A block of data:
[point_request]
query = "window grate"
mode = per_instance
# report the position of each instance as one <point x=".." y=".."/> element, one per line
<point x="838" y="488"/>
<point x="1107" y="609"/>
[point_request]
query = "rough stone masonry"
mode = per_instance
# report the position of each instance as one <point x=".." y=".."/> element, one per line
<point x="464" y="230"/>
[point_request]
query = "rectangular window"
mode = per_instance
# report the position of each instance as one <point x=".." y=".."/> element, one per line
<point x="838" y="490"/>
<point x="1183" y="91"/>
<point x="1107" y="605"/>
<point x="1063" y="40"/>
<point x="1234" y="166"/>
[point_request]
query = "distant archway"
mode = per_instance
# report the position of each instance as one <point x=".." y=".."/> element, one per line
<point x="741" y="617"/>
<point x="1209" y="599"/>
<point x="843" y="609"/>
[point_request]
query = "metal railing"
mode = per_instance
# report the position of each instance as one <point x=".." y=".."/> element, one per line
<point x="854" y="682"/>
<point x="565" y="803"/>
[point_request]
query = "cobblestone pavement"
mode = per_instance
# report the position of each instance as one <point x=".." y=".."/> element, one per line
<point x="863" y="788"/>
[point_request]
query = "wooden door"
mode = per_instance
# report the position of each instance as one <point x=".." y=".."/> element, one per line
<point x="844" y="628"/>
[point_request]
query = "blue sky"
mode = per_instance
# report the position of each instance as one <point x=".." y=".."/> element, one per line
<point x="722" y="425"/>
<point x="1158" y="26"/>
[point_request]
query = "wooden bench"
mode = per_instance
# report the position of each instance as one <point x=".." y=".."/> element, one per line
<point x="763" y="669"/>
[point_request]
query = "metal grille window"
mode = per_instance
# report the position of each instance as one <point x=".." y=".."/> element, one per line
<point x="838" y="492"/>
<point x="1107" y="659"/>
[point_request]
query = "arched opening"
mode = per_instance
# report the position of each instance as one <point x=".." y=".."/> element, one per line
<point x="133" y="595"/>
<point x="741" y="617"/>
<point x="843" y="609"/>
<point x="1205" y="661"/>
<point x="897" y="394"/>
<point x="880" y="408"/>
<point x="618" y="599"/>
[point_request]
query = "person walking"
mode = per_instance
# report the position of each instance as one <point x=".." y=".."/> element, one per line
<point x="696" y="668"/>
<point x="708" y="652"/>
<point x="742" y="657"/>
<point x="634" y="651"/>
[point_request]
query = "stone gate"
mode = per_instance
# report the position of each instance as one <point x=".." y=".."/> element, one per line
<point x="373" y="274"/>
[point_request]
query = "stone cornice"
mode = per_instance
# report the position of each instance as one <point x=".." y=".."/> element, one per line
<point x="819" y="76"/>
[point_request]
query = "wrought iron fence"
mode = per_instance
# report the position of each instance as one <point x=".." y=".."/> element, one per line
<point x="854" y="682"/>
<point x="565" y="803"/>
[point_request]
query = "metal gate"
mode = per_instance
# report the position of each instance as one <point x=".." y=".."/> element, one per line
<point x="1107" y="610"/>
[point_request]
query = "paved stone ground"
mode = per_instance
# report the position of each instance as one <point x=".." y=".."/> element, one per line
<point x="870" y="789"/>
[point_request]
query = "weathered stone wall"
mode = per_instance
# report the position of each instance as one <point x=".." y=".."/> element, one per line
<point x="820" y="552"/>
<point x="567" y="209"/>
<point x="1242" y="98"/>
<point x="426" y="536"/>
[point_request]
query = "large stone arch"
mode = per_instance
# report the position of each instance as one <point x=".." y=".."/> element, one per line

▶ _The exercise_
Every line above should be written out again exactly as it stands.

▶ _Task result_
[point_request]
query = "window grate"
mode = per_instance
# report the position of each instance as one <point x=".." y=".."/> element, one per line
<point x="838" y="488"/>
<point x="1107" y="609"/>
[point_request]
query = "rough stone masonry"
mode = per_instance
# report the position of each instance as one <point x=".." y=".."/> element, one per line
<point x="464" y="230"/>
[point_request]
query = "rectangular window"
mode = per_instance
# report the position of each instance as one <point x=".." y=".."/> element, one per line
<point x="838" y="490"/>
<point x="1183" y="91"/>
<point x="1107" y="605"/>
<point x="1063" y="40"/>
<point x="1234" y="166"/>
[point_request]
query = "distant archway"
mode = per_instance
# report the position of each instance as one <point x=".." y=".."/> element, one per line
<point x="741" y="617"/>
<point x="1209" y="599"/>
<point x="843" y="609"/>
[point_request]
query = "metal railing"
mode = per_instance
# report the position of each instance as one <point x=".." y=".."/> element, one per line
<point x="854" y="682"/>
<point x="565" y="803"/>
[point_request]
query = "cobblestone pavement"
mode = per_instance
# report the position of each instance as one <point x=".." y=".."/> element, one per line
<point x="863" y="788"/>
[point_request]
query = "wooden door"
mode = per_instance
# report the position of each instance as one <point x=".." y=".."/> element, one per line
<point x="844" y="628"/>
[point_request]
query = "blue sky"
mode = per_instance
# report the position of each instance as one <point x=".." y=".."/> element, one per line
<point x="722" y="425"/>
<point x="1158" y="26"/>
[point_request]
query = "wooden bench"
mode = per_instance
# report the position of each instance as one <point x=".." y=".."/> element, one per line
<point x="763" y="669"/>
[point_request]
query = "metal grille window"
mode = per_instance
# report the position of each instance as one <point x=".." y=".."/> element, one per line
<point x="838" y="492"/>
<point x="1107" y="659"/>
[point_request]
query = "arched opening"
mode = per_instance
# report the position of each instance as one <point x=".." y=".."/> element, one per line
<point x="133" y="595"/>
<point x="741" y="617"/>
<point x="843" y="609"/>
<point x="1205" y="661"/>
<point x="897" y="394"/>
<point x="880" y="408"/>
<point x="618" y="599"/>
[point_request]
query = "person walking"
mode = per_instance
# report the position of each instance as one <point x=".." y=".."/> element, one per line
<point x="696" y="668"/>
<point x="708" y="652"/>
<point x="742" y="657"/>
<point x="634" y="651"/>
[point_request]
query = "stone gate"
mode = per_instance
# report the position of each instance as one <point x=".." y=".."/> element, one per line
<point x="373" y="274"/>
[point_request]
query = "stone cornice"
mode = per_instance
# report the position of each instance as one <point x=".." y=".."/> element, one per line
<point x="819" y="76"/>
[point_request]
query = "wrought iron fence"
mode = per_instance
# report the position of each instance as one <point x=".." y=".."/> element, one per line
<point x="854" y="682"/>
<point x="565" y="803"/>
[point_request]
query = "metal gate"
mode = per_instance
# report the position of each instance as one <point x=".." y=".."/> element, one per line
<point x="1107" y="610"/>
[point_request]
query = "paved stone ground"
mode = per_instance
# report the position of each instance as one <point x=".." y=".."/> element, one per line
<point x="870" y="789"/>
[point_request]
query = "weathered stone wall"
mode = per_instance
# report the position of each instance as one <point x=".." y=".."/> element, one per line
<point x="820" y="552"/>
<point x="567" y="209"/>
<point x="1242" y="98"/>
<point x="426" y="536"/>
[point_request]
query = "large stone arch"
mode = per_instance
# report the position of each instance as one <point x=".." y=".."/> element, one per line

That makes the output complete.